▸ PAGE EXCERPT
+ + + +

Are you getting a chance to rest up at all????

HI to everyone else - Merry good luck at the consultant today

MonkeyMargot · 28/08/2008 15:22

Hello everyone. Sorry to hear of DH woes again Mrs.R and Dozy. Mine's been away all week - I'm about to leave to collect him from the airport.
Our "nursery" is still the spare room with 2 x twin beds in which need moving to his MIL's loft. But she's away until end of Sept so we can't do it until then. This is stressing me out, as we can't start doing anything to the nursery until after then. And I know from previous experience that it will be me sorting out the hire-van etc, and that he will moan like crazy about lumping around the beds down the stairs and into the van. Not looking forward to it at all. He's sh*te at DIY. So am I though.....
Anyway - must trot - can I just say, my toes, now 100% hair-free, have now had a pedicure and look jolly nice.
Vbab - I LOVE your 30week photos - the one of your bump facing the camera is brill - it's like the bump is smiling at you!!
P.P.S Had my 30-week check-up with GP today - first thing she said when I entered the room was "wow - you look much bigger than 30 weeks". She then tried to wriggle out of this by suggesting I might have wind! So tactful!! Gotta dash - laters all!!!
Keep up the PMA !!!

MrsRigby · 28/08/2008 15:41

Dozymare - are we with the same guy???

Firstly, he thinks we should be keeping all financial stuff from the past 6-8 years. I don't think I need to point out how big an argument that escalated into. He even wanted to keep my bank statements from my bank account which I've just closed.

Secondly, he wants to keep all his books (including ones he hasn't read in years) and all 400+ of his CDs (even the ones he doesn't listen to).

Now I went through my CDS, throwing out/donating to charity the ones I don't listen to or were completely deranged to buy in the first place. And after reading a book I donate it to charity. So why oh why does DH feel the need to keep these things.

+ + + +

▸ RECORD EXTRACTS
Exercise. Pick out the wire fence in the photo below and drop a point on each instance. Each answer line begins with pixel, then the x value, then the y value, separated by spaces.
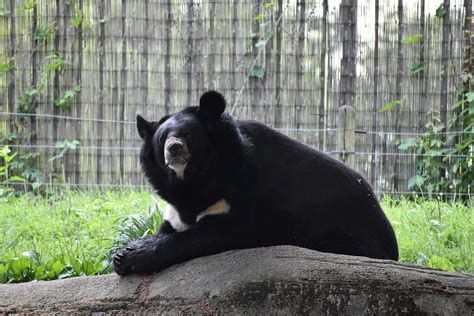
pixel 59 146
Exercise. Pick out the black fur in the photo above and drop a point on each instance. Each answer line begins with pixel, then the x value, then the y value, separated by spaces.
pixel 281 192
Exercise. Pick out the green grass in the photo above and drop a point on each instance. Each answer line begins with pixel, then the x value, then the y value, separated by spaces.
pixel 72 233
pixel 69 233
pixel 433 234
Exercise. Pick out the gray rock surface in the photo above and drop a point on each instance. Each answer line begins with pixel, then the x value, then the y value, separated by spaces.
pixel 274 280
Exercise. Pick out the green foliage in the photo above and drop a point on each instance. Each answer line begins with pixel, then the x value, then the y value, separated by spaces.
pixel 55 62
pixel 132 227
pixel 445 163
pixel 64 146
pixel 28 5
pixel 4 13
pixel 8 65
pixel 27 99
pixel 433 233
pixel 260 17
pixel 77 20
pixel 262 38
pixel 72 233
pixel 390 105
pixel 68 233
pixel 6 159
pixel 257 71
pixel 44 33
pixel 440 11
pixel 68 98
pixel 416 68
pixel 412 39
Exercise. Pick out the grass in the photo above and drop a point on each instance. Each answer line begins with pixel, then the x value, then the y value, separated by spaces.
pixel 433 234
pixel 72 233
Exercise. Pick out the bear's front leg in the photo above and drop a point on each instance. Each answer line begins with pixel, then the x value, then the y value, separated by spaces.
pixel 209 236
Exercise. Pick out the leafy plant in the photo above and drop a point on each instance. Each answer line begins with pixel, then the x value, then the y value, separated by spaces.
pixel 440 11
pixel 77 20
pixel 64 146
pixel 390 105
pixel 44 33
pixel 257 71
pixel 6 158
pixel 412 39
pixel 55 63
pixel 28 5
pixel 416 68
pixel 132 227
pixel 26 99
pixel 8 65
pixel 68 98
pixel 4 13
pixel 444 163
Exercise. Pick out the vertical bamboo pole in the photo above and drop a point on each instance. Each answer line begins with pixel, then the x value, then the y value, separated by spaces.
pixel 322 123
pixel 278 116
pixel 373 169
pixel 346 135
pixel 79 69
pixel 123 85
pixel 101 104
pixel 398 85
pixel 299 104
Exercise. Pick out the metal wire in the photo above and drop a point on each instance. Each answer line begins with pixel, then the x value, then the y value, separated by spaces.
pixel 144 186
pixel 424 193
pixel 414 134
pixel 71 118
pixel 91 185
pixel 72 149
pixel 413 154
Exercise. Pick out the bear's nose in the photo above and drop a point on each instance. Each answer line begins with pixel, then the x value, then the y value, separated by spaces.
pixel 175 148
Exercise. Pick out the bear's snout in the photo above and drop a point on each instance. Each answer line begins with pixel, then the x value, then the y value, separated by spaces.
pixel 176 148
pixel 176 155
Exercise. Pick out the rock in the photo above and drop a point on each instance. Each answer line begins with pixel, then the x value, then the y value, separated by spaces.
pixel 274 280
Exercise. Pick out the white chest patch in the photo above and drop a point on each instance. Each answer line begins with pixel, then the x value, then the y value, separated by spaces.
pixel 171 215
pixel 218 208
pixel 179 170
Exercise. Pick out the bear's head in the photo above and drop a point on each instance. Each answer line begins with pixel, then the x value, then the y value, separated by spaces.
pixel 178 147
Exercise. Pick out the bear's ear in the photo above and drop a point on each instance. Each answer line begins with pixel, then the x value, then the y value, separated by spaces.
pixel 144 127
pixel 211 106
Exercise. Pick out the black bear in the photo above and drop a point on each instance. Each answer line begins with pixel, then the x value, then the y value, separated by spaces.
pixel 233 184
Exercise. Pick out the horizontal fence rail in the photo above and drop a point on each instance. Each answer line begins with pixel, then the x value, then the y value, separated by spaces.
pixel 81 71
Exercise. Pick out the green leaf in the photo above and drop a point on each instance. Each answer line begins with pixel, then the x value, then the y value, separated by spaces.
pixel 29 5
pixel 409 143
pixel 257 71
pixel 441 11
pixel 436 143
pixel 390 105
pixel 261 43
pixel 57 267
pixel 18 265
pixel 16 179
pixel 416 182
pixel 268 5
pixel 8 65
pixel 76 264
pixel 470 96
pixel 412 39
pixel 416 68
pixel 4 13
pixel 76 21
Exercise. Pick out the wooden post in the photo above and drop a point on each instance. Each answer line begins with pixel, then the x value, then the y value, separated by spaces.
pixel 346 135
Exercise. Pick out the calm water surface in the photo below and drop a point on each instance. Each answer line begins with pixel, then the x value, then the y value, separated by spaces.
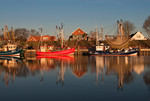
pixel 79 78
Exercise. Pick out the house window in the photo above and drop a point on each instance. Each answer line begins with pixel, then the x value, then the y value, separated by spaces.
pixel 138 36
pixel 45 38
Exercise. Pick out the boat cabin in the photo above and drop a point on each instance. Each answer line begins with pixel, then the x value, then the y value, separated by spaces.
pixel 46 48
pixel 102 47
pixel 9 47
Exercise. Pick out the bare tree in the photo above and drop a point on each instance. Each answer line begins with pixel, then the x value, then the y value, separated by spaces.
pixel 146 25
pixel 128 27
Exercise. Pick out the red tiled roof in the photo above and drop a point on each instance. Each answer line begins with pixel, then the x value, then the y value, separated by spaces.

+ + + +

▸ YOUR INSTRUCTIONS
Transcribe the part of the forum thread that opens with the words containing "Secondly, he wants" and closes with "keep these things.". Rely on nothing but the forum thread.

▸ ANSWER BELOW
Secondly, he wants to keep all his books (including ones he hasn't read in years) and all 400+ of his CDs (even the ones he doesn't listen to).

Now I went through my CDS, throwing out/donating to charity the ones I don't listen to or were completely deranged to buy in the first place. And after reading a book I donate it to charity. So why oh why does DH feel the need to keep these things.